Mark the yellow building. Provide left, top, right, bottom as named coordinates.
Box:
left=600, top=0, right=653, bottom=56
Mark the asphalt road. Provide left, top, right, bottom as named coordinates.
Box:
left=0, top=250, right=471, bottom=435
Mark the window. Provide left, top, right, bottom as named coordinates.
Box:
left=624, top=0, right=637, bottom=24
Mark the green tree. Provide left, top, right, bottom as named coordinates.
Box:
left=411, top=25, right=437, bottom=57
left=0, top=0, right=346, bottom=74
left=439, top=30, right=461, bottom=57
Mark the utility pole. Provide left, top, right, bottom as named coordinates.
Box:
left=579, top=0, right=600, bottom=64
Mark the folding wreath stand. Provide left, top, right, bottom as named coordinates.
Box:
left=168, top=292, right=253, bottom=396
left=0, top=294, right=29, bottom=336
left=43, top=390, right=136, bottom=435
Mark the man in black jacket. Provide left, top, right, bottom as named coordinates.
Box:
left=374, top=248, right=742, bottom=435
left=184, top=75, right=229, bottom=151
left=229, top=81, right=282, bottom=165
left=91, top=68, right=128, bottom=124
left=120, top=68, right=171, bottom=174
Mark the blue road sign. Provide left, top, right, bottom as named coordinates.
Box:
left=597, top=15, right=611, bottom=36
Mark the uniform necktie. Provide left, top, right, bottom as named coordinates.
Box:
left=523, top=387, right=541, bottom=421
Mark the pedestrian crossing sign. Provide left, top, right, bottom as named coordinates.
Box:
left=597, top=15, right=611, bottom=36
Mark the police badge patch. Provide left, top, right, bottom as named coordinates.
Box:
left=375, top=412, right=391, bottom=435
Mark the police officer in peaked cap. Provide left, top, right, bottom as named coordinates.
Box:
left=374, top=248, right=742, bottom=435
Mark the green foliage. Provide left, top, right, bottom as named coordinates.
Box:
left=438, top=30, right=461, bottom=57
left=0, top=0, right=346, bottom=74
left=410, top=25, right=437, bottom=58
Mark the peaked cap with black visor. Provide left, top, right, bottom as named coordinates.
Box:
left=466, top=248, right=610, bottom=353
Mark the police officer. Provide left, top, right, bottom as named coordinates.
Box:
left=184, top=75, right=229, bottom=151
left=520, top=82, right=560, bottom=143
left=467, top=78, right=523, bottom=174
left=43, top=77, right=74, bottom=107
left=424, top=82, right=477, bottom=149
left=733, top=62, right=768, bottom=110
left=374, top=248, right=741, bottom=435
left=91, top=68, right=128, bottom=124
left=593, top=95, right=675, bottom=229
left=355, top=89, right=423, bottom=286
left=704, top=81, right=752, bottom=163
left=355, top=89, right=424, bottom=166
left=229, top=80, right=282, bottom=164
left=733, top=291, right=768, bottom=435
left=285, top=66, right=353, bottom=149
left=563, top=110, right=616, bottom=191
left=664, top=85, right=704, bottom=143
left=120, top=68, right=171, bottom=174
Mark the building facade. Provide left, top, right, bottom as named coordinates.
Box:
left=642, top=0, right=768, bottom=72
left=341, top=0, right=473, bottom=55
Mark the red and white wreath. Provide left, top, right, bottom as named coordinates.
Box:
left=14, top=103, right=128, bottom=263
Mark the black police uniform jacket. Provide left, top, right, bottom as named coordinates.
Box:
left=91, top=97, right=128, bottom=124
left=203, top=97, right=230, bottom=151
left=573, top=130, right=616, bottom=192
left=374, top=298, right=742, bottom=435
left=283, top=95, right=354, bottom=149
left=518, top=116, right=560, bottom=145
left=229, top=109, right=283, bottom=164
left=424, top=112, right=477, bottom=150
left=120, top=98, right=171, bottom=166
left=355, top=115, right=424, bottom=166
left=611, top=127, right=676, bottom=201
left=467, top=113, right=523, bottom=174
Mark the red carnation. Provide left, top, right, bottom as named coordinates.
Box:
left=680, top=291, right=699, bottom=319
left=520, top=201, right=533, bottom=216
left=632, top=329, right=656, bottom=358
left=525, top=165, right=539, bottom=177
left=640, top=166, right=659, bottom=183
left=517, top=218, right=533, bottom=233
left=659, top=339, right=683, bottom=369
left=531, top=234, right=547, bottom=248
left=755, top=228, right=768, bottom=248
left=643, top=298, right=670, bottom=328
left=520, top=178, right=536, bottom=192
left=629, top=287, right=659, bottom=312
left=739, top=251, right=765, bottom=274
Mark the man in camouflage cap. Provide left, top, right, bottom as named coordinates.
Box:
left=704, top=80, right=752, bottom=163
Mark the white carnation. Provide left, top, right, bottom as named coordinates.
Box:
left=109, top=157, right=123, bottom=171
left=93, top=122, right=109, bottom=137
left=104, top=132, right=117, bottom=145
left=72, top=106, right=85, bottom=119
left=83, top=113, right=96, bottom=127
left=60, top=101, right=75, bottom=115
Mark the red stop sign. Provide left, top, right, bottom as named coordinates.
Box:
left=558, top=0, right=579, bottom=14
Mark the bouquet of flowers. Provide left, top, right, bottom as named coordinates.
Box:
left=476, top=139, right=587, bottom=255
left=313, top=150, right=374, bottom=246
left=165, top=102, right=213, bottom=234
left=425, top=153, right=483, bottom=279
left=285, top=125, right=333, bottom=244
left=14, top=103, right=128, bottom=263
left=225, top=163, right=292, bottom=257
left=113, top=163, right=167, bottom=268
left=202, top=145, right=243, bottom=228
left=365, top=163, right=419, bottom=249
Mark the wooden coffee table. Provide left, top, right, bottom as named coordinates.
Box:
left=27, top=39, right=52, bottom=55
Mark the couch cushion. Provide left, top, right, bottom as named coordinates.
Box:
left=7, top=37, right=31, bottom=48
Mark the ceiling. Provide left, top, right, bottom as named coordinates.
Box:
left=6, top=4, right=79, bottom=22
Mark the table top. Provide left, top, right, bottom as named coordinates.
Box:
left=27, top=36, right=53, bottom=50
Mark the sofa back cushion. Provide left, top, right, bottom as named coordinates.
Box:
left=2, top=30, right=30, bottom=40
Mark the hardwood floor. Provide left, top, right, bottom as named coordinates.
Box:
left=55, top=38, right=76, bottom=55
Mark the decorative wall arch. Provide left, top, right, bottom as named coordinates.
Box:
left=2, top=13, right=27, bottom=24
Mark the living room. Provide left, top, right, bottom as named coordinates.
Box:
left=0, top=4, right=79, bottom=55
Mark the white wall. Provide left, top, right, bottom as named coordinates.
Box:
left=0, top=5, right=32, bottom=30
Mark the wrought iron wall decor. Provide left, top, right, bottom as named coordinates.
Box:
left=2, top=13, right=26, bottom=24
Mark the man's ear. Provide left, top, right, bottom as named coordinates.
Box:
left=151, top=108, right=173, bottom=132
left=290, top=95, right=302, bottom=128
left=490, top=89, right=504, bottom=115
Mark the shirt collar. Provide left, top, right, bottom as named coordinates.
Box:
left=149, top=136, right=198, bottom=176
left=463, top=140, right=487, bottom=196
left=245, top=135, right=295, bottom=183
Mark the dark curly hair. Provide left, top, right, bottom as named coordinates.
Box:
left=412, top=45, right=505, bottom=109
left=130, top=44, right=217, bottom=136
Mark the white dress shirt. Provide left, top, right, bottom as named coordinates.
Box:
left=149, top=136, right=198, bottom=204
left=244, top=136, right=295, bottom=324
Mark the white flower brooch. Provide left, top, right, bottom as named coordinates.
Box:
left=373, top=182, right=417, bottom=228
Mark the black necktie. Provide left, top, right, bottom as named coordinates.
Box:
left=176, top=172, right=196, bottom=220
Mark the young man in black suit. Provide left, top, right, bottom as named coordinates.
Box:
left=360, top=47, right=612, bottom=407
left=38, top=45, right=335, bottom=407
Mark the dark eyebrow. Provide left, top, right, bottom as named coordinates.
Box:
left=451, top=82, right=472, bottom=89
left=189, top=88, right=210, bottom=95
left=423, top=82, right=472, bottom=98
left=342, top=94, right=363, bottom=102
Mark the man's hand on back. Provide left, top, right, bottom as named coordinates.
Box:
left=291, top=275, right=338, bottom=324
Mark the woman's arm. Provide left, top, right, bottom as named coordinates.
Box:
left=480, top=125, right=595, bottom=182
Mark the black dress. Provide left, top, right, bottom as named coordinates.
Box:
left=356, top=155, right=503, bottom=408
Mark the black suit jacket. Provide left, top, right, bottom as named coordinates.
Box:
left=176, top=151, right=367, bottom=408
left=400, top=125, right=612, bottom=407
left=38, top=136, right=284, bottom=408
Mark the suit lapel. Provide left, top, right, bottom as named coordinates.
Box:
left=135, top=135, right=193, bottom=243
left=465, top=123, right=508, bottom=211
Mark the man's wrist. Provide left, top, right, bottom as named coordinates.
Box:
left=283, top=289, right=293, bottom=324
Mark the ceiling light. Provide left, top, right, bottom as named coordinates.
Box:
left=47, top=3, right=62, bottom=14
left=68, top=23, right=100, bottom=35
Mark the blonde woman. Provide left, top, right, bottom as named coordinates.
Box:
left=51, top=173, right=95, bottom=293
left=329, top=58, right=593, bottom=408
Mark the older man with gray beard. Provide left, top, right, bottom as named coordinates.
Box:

TASK BRIEF: Rewrite the material from the line with "Mark the police officer." up to and including the line with "left=424, top=82, right=477, bottom=149", changing "police officer" to "uniformed officer" and leaving everything else untouched. Return only those lines.

COMPLETED EXERCISE:
Mark the uniformed officer. Provide left, top, right, bottom as named coordinates.
Box:
left=184, top=75, right=229, bottom=151
left=520, top=82, right=560, bottom=143
left=467, top=78, right=523, bottom=174
left=43, top=77, right=74, bottom=107
left=424, top=82, right=477, bottom=149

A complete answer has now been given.